[BEGIN]

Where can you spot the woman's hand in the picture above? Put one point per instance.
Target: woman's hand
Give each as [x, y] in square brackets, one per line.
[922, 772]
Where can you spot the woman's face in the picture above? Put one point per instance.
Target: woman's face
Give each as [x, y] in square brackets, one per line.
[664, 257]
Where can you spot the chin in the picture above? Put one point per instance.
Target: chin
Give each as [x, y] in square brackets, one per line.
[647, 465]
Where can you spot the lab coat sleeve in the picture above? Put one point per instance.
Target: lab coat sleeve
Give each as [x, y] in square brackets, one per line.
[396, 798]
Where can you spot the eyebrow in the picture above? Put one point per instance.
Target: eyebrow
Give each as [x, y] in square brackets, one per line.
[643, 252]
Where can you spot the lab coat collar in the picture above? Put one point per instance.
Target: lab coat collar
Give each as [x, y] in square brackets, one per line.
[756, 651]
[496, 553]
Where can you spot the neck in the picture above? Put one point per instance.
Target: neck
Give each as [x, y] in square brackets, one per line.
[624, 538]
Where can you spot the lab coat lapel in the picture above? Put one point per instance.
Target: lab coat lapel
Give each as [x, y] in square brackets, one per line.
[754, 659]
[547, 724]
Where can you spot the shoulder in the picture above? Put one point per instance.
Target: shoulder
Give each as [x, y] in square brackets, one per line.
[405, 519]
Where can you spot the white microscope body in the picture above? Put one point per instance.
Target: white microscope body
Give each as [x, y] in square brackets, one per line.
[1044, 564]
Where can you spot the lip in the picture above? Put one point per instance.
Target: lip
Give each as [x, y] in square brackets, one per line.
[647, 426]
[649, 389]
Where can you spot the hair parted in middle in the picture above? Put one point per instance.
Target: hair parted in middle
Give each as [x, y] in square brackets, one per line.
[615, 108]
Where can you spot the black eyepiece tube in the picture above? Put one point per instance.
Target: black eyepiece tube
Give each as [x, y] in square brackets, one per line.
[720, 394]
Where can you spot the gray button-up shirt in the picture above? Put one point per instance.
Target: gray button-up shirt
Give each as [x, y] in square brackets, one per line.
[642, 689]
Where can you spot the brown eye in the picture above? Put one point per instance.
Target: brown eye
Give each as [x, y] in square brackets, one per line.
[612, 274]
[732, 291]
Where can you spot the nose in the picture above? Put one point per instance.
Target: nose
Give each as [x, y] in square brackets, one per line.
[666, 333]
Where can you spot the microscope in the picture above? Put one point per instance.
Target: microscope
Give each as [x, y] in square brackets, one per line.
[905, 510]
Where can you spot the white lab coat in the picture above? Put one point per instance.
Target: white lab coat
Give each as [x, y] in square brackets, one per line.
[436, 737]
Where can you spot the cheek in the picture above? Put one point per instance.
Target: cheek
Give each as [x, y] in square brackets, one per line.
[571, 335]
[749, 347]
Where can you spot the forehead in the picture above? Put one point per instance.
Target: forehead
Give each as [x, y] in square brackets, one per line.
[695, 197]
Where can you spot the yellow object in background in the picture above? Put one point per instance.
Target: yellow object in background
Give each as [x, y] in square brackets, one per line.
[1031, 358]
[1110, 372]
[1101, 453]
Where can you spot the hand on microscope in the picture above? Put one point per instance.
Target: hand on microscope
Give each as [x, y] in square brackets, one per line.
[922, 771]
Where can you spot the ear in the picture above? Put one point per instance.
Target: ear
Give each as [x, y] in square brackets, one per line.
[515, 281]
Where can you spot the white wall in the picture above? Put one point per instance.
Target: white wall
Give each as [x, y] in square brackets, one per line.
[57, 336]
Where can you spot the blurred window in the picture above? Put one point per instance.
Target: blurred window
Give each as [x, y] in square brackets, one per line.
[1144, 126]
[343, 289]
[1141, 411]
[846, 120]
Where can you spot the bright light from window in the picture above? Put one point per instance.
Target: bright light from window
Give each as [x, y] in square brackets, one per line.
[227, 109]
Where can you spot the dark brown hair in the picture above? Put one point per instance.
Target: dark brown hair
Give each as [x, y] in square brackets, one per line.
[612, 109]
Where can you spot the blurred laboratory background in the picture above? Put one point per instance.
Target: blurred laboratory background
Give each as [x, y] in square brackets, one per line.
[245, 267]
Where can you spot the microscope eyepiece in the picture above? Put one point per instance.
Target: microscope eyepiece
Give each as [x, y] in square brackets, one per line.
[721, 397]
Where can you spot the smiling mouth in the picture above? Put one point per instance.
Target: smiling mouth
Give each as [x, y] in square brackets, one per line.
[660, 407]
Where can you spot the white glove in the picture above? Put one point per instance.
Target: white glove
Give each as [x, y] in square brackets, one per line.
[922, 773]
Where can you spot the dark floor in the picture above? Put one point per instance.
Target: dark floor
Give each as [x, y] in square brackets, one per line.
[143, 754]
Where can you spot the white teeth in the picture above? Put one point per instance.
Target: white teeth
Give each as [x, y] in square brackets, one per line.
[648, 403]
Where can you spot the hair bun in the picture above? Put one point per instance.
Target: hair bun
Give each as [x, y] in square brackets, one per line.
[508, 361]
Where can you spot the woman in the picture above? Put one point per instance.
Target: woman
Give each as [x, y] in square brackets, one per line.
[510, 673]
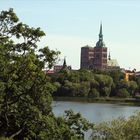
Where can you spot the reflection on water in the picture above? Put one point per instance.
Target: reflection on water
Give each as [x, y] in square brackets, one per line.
[95, 112]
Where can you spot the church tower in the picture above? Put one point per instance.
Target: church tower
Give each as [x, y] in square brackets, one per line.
[100, 53]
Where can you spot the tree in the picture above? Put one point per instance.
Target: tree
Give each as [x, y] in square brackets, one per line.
[118, 129]
[25, 89]
[123, 93]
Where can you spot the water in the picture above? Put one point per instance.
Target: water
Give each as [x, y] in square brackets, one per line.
[95, 112]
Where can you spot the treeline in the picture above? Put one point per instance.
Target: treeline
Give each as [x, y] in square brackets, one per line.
[86, 83]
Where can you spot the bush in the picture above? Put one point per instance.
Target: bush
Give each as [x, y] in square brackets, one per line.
[93, 93]
[123, 93]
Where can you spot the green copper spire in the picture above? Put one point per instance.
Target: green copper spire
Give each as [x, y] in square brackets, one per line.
[100, 34]
[64, 63]
[109, 56]
[100, 42]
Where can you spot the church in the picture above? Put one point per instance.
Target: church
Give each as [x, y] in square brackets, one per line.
[96, 57]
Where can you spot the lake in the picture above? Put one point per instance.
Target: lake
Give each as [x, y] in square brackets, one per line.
[95, 112]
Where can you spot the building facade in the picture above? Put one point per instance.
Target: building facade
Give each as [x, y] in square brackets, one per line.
[87, 55]
[94, 57]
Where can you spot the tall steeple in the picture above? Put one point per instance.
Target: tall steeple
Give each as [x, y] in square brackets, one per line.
[100, 33]
[109, 56]
[64, 63]
[100, 42]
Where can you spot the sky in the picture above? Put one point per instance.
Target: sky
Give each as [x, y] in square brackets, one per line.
[72, 24]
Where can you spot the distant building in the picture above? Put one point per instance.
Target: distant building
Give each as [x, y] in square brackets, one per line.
[96, 57]
[58, 68]
[87, 55]
[112, 64]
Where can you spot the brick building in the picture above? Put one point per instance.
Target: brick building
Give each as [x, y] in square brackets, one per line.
[94, 57]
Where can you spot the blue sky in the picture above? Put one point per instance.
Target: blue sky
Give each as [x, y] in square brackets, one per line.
[71, 24]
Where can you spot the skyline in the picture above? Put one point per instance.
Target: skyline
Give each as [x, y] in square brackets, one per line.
[70, 25]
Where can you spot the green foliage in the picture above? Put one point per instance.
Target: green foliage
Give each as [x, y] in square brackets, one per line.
[118, 129]
[123, 93]
[25, 90]
[93, 93]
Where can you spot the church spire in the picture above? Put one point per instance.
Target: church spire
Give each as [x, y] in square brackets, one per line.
[109, 56]
[64, 63]
[100, 33]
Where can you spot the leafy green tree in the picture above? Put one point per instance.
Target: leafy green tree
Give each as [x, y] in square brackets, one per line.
[25, 89]
[93, 93]
[123, 93]
[118, 129]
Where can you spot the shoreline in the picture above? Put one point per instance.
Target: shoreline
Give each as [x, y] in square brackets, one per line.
[122, 101]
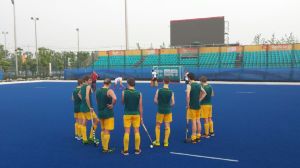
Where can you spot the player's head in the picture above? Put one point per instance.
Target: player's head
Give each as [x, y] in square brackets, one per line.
[166, 80]
[79, 82]
[87, 79]
[107, 81]
[203, 79]
[131, 82]
[191, 76]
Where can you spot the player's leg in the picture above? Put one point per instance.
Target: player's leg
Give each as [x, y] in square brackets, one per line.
[168, 120]
[108, 126]
[159, 120]
[127, 125]
[136, 122]
[83, 131]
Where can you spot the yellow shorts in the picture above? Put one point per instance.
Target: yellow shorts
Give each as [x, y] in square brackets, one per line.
[206, 111]
[107, 124]
[87, 115]
[135, 120]
[193, 114]
[160, 118]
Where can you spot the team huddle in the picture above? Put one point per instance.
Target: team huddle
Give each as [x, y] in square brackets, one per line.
[198, 101]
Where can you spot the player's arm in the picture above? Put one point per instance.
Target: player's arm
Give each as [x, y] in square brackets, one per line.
[156, 97]
[202, 94]
[172, 99]
[123, 97]
[112, 94]
[141, 107]
[188, 90]
[88, 101]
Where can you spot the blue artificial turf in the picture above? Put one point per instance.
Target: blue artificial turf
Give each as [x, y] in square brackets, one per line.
[257, 125]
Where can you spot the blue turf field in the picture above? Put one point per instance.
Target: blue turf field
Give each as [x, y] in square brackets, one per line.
[257, 125]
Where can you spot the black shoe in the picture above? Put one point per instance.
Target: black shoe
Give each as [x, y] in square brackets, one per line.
[137, 152]
[125, 153]
[109, 151]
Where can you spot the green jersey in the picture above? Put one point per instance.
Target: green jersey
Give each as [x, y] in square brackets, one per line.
[84, 106]
[102, 101]
[207, 100]
[77, 100]
[164, 100]
[194, 96]
[131, 101]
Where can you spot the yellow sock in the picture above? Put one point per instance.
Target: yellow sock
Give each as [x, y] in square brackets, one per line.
[157, 133]
[211, 127]
[91, 131]
[76, 129]
[167, 134]
[206, 128]
[106, 138]
[126, 141]
[83, 132]
[102, 133]
[193, 137]
[137, 139]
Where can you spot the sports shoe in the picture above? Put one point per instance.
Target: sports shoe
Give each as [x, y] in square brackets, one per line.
[156, 143]
[137, 152]
[194, 141]
[108, 151]
[125, 153]
[85, 142]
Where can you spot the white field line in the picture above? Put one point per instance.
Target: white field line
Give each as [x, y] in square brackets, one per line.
[205, 157]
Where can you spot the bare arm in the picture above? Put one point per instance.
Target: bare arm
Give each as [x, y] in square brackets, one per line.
[156, 97]
[123, 97]
[188, 90]
[87, 98]
[141, 107]
[111, 94]
[173, 100]
[202, 94]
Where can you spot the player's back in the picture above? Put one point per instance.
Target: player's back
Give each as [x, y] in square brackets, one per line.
[195, 95]
[164, 100]
[207, 99]
[131, 101]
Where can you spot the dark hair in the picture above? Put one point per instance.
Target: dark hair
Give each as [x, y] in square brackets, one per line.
[79, 82]
[107, 81]
[203, 79]
[86, 78]
[131, 81]
[191, 76]
[166, 80]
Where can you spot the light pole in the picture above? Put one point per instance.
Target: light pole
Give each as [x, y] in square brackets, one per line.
[15, 36]
[4, 34]
[77, 29]
[35, 19]
[126, 26]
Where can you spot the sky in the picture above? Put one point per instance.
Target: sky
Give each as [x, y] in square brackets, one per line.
[101, 22]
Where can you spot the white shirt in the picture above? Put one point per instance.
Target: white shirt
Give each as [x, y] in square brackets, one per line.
[154, 74]
[118, 79]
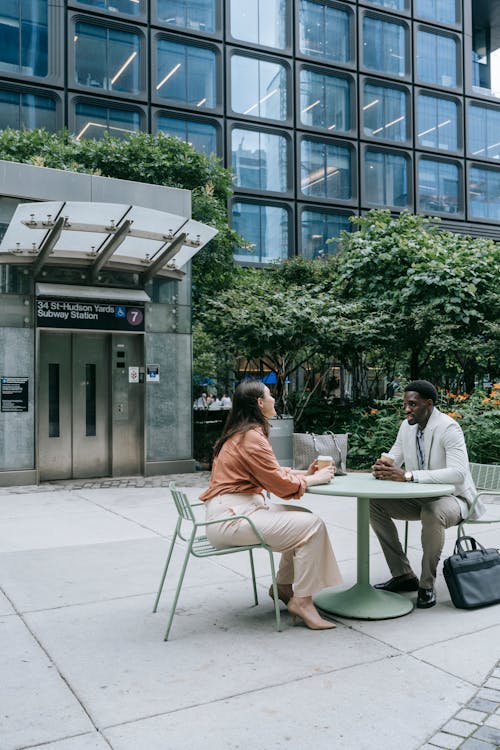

[END]

* TASK REQUIREMENTS
Which lines of the entries above contain the string "microscope"? Show each of them in full.

* CORRECT OUTPUT
Where can you spot the white microscope body in the picture above? Put one point per instance.
Target: white microscope body
Where can you spot the microscope in the picture above? Put one point per instance.
Target: microscope
Where can you spot the hand on microscope in the picture above? Put one point per instance.
Target: hand on microscope
Where can you spot the microscope eyepiece in the picture above? Put one point per instance.
Target: microscope eyepiece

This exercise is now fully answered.